(begin)
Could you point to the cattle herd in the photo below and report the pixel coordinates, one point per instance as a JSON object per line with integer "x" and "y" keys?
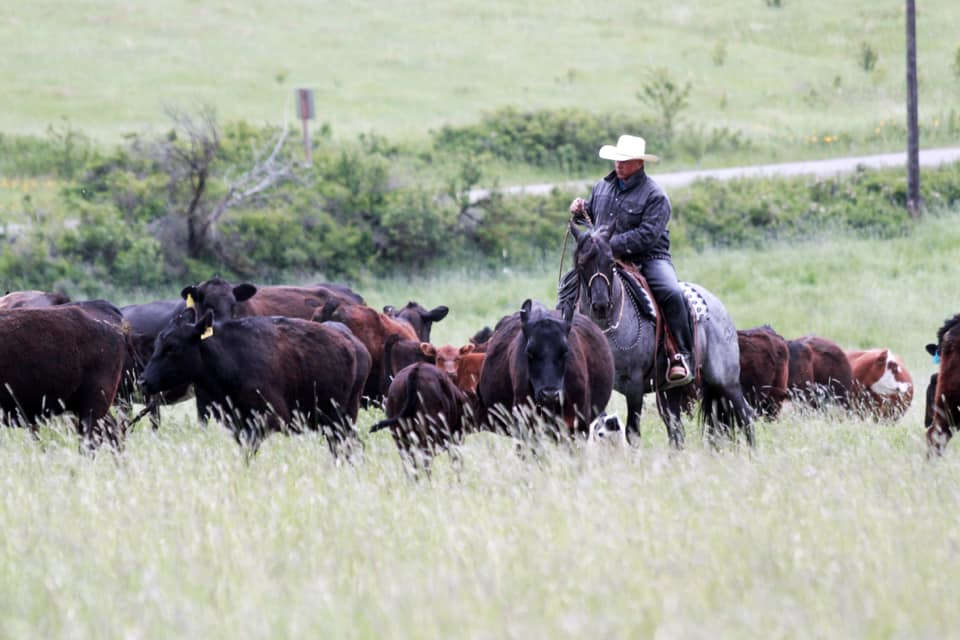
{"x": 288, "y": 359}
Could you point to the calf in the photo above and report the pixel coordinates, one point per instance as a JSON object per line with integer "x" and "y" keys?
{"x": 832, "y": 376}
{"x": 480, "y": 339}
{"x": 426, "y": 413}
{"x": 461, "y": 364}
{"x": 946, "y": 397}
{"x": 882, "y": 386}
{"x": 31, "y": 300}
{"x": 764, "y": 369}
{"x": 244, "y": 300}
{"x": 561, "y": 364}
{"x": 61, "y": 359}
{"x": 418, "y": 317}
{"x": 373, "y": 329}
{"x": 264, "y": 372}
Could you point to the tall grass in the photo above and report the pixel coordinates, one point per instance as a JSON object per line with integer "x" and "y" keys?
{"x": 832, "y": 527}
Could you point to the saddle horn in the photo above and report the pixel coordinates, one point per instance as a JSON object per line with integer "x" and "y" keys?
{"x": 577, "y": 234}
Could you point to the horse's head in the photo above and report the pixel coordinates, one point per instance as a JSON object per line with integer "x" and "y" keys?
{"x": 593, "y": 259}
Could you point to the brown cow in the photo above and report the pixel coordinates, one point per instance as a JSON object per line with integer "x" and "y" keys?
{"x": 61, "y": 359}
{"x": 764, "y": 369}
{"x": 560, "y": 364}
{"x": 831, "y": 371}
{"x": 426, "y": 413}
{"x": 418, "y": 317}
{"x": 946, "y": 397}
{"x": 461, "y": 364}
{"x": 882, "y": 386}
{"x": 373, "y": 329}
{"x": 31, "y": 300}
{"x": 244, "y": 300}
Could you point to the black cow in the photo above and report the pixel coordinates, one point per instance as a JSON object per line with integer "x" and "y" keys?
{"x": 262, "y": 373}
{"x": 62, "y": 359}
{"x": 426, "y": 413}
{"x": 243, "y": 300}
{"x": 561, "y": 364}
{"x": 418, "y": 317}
(end)
(begin)
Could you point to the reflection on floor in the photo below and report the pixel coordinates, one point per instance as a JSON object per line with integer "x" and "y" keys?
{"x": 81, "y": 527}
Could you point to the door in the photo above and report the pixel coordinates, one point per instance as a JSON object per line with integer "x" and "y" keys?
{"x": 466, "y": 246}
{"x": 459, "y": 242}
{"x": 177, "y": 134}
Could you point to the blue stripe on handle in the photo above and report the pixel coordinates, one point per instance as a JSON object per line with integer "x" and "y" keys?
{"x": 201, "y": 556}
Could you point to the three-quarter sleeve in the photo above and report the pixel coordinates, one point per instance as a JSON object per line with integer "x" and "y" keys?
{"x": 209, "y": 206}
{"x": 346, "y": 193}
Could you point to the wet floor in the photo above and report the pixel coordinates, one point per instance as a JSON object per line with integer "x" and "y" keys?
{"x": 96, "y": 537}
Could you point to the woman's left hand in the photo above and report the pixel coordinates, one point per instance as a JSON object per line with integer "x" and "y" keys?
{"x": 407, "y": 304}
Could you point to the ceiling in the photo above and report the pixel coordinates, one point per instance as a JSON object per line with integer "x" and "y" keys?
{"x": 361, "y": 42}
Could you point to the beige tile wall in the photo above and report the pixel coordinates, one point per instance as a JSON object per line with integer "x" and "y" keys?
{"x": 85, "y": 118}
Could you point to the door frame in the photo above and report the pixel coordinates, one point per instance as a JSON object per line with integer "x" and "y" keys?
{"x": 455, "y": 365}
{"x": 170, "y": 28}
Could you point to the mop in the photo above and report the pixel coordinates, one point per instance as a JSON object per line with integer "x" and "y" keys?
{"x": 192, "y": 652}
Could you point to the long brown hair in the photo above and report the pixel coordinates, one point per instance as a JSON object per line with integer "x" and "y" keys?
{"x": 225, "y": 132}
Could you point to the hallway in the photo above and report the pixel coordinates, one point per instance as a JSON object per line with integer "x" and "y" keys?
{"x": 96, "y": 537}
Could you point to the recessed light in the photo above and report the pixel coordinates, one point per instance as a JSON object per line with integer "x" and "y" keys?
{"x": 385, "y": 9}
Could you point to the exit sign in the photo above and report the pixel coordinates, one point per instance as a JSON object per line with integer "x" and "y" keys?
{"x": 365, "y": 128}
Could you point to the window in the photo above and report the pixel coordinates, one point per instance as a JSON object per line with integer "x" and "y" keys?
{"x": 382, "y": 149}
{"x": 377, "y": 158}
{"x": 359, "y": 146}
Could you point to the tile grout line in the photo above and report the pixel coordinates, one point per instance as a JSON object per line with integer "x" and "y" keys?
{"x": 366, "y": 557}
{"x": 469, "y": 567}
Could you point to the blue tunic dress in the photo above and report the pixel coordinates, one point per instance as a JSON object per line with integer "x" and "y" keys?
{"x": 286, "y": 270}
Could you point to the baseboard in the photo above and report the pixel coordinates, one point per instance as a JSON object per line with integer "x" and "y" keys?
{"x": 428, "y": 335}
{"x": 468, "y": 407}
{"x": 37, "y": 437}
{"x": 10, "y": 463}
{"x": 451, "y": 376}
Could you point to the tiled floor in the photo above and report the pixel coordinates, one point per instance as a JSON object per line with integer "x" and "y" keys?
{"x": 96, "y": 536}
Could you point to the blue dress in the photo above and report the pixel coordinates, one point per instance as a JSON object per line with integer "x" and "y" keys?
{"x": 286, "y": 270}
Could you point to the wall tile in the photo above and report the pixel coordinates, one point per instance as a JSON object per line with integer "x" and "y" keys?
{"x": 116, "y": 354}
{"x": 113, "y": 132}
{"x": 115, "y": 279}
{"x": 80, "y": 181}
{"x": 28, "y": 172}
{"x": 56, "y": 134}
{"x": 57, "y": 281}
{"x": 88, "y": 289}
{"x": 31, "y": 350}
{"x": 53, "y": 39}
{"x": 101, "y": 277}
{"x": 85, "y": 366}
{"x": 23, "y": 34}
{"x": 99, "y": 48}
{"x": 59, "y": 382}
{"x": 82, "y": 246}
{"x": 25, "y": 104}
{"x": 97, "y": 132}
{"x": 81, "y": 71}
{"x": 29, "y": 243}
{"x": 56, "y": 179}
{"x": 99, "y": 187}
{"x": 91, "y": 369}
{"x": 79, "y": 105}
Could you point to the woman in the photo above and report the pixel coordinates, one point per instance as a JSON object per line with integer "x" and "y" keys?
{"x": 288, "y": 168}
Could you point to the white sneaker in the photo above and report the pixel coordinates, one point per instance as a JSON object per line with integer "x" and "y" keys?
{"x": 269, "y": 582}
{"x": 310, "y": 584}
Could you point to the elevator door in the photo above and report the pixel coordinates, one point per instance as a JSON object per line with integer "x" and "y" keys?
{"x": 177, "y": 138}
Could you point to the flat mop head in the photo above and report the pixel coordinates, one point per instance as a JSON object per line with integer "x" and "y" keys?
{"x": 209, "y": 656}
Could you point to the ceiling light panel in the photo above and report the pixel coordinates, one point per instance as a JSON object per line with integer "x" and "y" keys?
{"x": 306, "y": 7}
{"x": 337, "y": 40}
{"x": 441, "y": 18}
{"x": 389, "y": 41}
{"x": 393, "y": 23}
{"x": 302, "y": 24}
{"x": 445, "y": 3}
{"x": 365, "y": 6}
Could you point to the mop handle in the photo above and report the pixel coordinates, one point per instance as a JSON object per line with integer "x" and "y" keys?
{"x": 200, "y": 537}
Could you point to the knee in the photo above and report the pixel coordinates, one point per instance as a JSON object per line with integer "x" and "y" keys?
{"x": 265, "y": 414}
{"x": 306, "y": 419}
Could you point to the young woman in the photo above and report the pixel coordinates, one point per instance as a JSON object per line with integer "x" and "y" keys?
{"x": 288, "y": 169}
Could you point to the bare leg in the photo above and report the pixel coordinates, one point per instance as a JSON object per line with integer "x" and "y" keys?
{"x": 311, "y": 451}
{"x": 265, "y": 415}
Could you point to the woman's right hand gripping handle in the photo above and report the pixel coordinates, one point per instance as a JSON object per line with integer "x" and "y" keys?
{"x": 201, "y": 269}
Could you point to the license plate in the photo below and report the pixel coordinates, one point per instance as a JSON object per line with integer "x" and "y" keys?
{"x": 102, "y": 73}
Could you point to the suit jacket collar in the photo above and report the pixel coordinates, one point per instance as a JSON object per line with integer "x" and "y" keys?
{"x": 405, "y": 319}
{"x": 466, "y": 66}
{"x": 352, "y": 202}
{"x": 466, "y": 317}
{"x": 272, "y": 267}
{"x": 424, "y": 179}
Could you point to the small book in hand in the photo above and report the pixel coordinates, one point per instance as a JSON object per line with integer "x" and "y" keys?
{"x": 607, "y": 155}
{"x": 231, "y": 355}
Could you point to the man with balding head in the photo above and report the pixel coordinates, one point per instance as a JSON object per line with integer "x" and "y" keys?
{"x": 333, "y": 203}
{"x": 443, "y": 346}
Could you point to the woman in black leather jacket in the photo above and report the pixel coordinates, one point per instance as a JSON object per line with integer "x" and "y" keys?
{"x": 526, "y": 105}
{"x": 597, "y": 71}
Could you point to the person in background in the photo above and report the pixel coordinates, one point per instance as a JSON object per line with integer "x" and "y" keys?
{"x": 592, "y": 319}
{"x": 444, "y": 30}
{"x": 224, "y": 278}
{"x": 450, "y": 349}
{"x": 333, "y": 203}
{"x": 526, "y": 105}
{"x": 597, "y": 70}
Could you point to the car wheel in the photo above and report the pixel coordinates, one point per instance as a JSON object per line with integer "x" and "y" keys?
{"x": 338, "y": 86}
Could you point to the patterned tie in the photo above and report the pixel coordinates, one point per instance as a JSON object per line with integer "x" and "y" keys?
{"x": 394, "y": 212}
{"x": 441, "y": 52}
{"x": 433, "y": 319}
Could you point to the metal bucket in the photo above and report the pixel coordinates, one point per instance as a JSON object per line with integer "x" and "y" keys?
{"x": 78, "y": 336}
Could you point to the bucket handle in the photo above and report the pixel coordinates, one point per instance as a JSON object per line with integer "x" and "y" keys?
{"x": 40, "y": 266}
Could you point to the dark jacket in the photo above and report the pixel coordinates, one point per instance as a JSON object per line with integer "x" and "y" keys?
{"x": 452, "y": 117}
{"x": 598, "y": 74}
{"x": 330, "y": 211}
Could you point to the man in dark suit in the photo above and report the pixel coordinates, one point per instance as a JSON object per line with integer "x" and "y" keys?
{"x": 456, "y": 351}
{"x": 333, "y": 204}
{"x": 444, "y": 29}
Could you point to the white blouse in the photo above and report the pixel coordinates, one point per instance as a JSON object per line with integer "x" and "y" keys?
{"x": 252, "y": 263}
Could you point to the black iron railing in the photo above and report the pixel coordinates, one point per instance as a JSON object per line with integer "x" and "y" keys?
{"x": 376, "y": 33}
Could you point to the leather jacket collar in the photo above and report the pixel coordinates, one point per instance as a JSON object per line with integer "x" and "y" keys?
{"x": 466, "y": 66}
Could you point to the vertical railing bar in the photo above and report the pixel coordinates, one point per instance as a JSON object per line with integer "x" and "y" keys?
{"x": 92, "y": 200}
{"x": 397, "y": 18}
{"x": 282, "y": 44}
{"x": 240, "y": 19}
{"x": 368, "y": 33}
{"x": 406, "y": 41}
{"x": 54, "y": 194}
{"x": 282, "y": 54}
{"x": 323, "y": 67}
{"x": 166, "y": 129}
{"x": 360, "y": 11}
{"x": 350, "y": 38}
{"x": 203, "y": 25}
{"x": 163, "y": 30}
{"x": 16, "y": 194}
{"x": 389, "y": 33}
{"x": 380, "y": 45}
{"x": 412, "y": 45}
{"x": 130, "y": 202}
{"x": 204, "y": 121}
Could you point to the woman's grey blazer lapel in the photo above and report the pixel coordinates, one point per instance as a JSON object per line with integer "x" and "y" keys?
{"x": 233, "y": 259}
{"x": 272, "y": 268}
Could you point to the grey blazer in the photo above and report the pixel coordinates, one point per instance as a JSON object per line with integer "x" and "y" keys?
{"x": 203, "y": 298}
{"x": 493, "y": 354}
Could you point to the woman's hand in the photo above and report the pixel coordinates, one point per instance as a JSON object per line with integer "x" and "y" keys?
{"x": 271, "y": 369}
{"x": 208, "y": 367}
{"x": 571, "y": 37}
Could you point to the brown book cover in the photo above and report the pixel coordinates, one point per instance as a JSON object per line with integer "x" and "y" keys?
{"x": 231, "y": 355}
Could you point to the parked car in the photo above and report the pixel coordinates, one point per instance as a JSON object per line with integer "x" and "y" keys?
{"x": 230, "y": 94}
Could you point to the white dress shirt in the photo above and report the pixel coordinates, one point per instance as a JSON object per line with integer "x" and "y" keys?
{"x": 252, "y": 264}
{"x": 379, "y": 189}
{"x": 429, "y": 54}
(end)
(begin)
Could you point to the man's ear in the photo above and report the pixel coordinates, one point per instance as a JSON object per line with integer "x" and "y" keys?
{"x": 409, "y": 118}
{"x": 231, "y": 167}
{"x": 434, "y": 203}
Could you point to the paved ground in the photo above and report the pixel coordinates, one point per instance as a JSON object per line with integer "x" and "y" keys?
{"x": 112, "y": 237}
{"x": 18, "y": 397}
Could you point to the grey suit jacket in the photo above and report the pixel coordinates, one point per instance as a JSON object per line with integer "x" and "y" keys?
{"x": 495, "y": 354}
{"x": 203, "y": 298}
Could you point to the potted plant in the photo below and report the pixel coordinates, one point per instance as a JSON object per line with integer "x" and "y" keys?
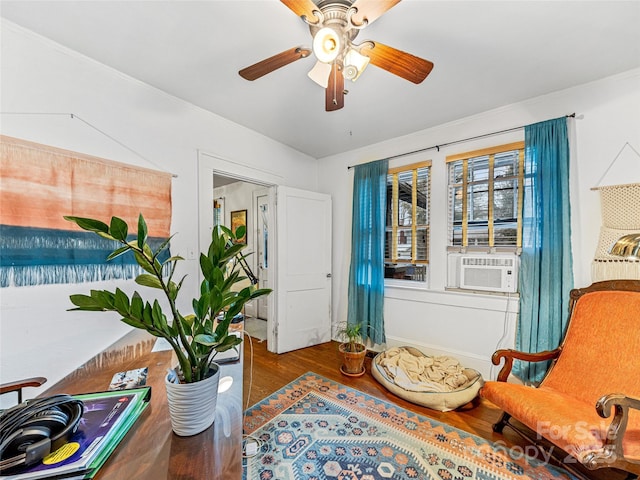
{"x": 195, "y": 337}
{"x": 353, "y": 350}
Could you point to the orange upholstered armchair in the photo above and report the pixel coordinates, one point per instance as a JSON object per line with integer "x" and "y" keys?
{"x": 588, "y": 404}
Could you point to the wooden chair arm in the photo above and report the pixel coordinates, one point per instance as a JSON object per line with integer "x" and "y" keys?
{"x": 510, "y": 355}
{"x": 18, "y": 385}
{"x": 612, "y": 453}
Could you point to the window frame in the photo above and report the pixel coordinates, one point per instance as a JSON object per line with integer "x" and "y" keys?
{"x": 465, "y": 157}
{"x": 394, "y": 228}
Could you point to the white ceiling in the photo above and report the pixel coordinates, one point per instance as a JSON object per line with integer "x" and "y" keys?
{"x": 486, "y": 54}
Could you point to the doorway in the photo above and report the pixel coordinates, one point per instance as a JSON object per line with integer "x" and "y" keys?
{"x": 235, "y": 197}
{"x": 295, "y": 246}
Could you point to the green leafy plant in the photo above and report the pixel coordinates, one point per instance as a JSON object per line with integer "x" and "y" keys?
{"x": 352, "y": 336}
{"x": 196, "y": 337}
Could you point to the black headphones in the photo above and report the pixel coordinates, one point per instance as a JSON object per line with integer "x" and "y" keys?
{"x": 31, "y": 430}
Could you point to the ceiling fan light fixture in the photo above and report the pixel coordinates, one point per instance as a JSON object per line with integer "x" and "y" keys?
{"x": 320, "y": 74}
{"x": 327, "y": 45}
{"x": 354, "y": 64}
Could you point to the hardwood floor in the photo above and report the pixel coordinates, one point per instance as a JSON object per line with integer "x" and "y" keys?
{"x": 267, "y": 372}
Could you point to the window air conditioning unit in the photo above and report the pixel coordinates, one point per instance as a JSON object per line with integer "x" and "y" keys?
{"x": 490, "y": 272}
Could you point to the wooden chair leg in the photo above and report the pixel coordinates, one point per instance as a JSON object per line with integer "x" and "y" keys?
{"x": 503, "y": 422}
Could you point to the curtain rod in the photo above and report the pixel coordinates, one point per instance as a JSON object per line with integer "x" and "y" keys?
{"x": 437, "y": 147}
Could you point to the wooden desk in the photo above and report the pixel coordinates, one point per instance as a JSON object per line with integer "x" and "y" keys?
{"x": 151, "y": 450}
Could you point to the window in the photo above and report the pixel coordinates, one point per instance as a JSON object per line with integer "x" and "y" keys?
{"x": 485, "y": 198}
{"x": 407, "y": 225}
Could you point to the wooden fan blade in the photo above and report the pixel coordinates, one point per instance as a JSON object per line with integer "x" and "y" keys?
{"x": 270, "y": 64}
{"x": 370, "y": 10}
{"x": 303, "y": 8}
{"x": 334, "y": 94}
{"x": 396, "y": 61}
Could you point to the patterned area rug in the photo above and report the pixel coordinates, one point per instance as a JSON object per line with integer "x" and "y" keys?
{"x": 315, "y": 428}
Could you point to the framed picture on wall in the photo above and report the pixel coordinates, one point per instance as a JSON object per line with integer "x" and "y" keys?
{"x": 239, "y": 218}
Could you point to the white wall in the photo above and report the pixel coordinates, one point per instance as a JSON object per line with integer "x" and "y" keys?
(end)
→ TASK PROMPT
Locate every line in the records above that contains the word "brown" and copy each of those lines.

→ PROBLEM SOLUTION
Could you point to the brown cow in the photo above and report the pixel coordinates, one point per instance as a JSON object per line with integer "x" and "y" keys?
Could you point to the long brown hair in the photo above and report the pixel coordinates, one point per instance as a JSON object per line with integer "x" and "y" keys?
Could you point to the brown book cover in the photo above and report the pixel coordinates, one point per instance as a JSON object per line with integer "x" and "y" keys?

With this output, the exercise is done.